任务说明 – 请自包含“For each instance of the black”的那一行起，直至最后一行（首尾两行均包括在内），将各行重新列出，其中的文字说明不作改动；答案中的每个坐标数值均平移93，即各加上93。

摘自某一合集的条目
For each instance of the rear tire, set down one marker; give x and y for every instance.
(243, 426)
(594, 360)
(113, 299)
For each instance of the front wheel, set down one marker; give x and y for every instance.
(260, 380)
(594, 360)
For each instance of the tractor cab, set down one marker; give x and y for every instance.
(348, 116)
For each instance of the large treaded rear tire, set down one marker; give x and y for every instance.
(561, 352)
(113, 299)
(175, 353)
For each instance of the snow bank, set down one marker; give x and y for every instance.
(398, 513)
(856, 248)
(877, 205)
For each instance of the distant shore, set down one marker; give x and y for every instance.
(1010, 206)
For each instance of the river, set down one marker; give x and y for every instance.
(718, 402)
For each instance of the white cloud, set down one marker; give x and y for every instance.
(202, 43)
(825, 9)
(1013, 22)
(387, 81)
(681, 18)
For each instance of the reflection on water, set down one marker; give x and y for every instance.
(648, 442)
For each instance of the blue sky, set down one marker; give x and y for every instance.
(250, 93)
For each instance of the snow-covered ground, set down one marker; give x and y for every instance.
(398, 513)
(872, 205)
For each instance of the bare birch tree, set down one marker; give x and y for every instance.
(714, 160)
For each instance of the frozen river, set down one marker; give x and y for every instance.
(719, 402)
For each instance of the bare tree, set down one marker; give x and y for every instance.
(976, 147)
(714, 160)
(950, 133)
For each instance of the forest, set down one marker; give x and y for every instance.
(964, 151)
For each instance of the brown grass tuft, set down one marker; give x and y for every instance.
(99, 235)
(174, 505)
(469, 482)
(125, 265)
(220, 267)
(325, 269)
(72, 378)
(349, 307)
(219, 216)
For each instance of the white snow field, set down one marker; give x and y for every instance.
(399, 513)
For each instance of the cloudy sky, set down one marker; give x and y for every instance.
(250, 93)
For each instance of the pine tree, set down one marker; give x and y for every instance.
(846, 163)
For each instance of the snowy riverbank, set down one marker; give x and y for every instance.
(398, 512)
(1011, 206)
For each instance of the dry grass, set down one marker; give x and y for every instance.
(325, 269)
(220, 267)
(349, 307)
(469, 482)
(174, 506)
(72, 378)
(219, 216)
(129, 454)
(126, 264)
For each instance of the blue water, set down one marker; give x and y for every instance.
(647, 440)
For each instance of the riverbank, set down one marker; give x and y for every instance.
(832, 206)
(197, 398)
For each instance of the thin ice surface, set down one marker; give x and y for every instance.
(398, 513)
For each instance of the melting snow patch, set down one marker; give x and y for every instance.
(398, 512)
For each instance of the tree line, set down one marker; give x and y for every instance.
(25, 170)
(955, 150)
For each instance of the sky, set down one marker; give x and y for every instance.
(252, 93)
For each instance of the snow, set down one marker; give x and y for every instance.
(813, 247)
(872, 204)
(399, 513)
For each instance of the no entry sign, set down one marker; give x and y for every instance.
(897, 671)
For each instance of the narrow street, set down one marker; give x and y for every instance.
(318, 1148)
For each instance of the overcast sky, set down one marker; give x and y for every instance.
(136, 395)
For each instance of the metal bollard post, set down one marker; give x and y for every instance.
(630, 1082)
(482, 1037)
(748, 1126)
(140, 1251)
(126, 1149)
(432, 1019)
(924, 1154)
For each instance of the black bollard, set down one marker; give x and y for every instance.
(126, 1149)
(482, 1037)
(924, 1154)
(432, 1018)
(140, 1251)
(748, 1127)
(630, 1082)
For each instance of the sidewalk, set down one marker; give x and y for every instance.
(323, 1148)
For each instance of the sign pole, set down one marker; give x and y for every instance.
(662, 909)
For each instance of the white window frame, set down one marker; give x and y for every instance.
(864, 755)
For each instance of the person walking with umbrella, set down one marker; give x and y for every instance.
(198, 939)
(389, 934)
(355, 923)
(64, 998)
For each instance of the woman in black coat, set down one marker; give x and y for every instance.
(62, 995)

答复内容 –
For each instance of the black bollard, set down one marker; give x and y for every instance.
(219, 1242)
(575, 1130)
(1017, 1247)
(525, 1111)
(233, 1344)
(841, 1220)
(723, 1175)
For each instance of the sidewalk, set down one marker; give x and y for every instance.
(416, 1241)
For each instance of the sign pole, set down one marker; give x and y for every instance.
(755, 1002)
For each instance of the white window frame, set down one marker; give x and y for every instance.
(957, 848)
For each instance of the person walking with umbrella, set down one marker; give x and y for every instance.
(291, 1032)
(482, 1027)
(448, 1016)
(157, 1091)
For each instance of the woman in black coat, set down one marker; give x and y for every instance.
(155, 1088)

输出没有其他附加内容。